*** Opening of DOCUMENT TEXT ***

In 1838 France enacted a law to regulate both the admissions into asylums and asylum services across the country allowing mentally ill patients to gain access to treatment for their disorders in specific and appropriate institutions. This law remained in force until as late as June 1990 when it was revised.

Hôpital Sainte-Anne

Outside the Centre Hospitalier Sainte-Anne in rue Cabanis stands the controversial Le plancher de Jeannot / Jeannot´s floor, a chilling reminder of the effect that mental illness can sometimes have.

Hôpital Sainte-Anne

Inside the three panels are sections of a fifteen square metre wooden floor engraved with a message of eighty lines by a young man named Jeannot.

Jeannot was born in 1939 in a small community in the Béarn department in the south of France where his parents owned a farmhouse and some forty hectares of land.

In 1959, Jeannot’s father committed suicide. Jeannot, one of his sisters and his mother continued to live in the house but the family gradually became more and more isolated. Jeannot began to exhibit paranoid behaviour and he was admitted to a psychiatric hospital but he reacted so violently that he was unable to be treated. When his mother died in 1971, Jeannot buried her in the house, under the staircase.

Over the next few months, using a hand drill to make small holes, which he then connected with lines cut out with a knife and a gouge, Jeannot composed a text on the wooden floor of the living room. In brief, the text says that religion is the cause of evil in society,

Hôpital Sainte-Anne

Soon after completing the text Jeannot died, probably starving himself to death. Together with his mother he was buried in the local cemetery. His sister continued living in the house, alone. She was found dead in 1993.

*** Close of DOCUMENT TEXT ***

## DESCRIPTION OF THE TASK
Answer these questions using the text about Jeannot's floor, numbering each answer to match its question.
1. In what year did France enact a law regulating admissions into asylums?
2. How many square meters is the wooden floor that Jeannot engraved?
3. What tool did Jeannot use to make small holes in the floor?

*** Opening of EXTRACTED DATA ***

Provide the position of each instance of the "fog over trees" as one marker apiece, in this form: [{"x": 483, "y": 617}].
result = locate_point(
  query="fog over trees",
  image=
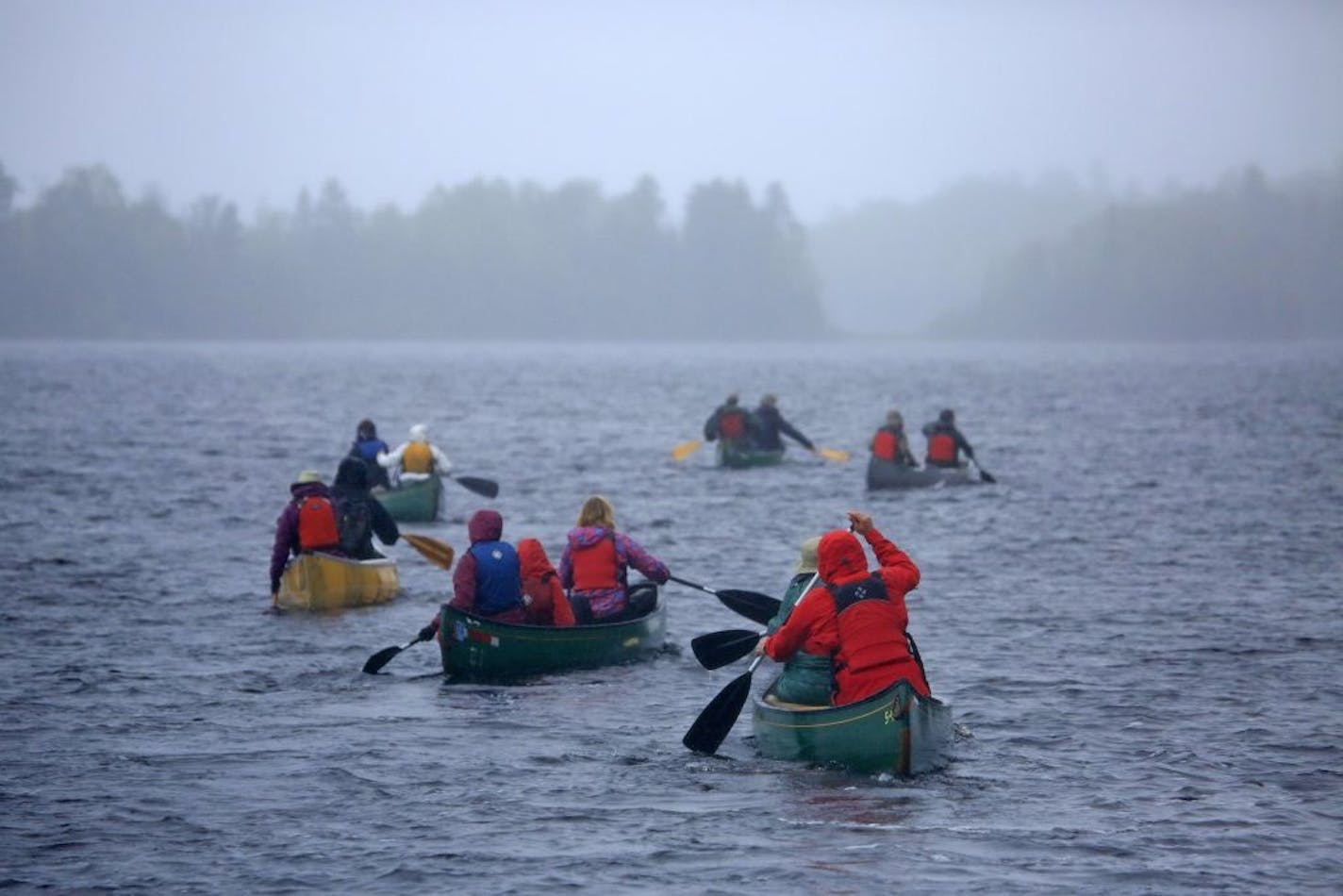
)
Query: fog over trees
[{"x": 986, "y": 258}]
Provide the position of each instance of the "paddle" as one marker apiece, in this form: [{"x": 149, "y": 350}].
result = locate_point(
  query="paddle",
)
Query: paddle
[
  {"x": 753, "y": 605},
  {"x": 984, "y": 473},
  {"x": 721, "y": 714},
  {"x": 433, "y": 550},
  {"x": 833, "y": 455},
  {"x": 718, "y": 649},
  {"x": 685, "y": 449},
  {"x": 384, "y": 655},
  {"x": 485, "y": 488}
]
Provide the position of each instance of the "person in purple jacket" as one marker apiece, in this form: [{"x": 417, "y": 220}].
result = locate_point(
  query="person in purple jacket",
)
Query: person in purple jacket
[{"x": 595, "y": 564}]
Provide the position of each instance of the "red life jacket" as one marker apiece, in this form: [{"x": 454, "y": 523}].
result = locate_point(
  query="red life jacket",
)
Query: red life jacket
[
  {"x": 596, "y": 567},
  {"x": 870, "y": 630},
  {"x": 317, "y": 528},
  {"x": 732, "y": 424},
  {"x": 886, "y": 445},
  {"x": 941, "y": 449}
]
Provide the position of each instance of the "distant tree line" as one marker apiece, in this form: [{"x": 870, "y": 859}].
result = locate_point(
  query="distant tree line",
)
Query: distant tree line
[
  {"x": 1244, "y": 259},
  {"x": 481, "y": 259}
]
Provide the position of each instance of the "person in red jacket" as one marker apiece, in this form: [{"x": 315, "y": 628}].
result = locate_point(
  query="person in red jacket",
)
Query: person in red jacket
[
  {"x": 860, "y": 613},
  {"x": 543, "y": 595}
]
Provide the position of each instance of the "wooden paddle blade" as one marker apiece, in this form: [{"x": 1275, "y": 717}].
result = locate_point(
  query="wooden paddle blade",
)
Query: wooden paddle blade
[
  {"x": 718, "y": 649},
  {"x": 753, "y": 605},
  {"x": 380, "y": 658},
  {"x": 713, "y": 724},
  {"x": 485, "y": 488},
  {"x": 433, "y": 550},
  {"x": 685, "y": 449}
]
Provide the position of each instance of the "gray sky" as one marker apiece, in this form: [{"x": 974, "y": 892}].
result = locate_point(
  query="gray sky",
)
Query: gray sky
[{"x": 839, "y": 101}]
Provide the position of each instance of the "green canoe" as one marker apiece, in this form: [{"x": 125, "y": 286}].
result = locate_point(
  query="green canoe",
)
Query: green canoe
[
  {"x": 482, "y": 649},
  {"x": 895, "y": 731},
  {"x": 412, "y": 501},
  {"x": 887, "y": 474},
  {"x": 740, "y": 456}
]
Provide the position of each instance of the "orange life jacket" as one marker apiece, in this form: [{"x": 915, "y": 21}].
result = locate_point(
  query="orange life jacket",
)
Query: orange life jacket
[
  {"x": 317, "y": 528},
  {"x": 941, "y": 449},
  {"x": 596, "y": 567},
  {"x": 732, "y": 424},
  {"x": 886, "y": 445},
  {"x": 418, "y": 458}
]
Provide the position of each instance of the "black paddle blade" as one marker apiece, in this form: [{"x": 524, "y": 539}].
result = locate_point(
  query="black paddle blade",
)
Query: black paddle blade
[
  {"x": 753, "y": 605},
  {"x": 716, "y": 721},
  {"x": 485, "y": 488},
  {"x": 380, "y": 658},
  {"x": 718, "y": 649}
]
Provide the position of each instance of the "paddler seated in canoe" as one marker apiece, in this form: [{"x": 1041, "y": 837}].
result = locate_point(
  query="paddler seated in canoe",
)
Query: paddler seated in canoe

*** Close of EXTRACTED DATA ***

## EXERCISE OUTPUT
1. 1838
2. Fifteen
3. A hand drill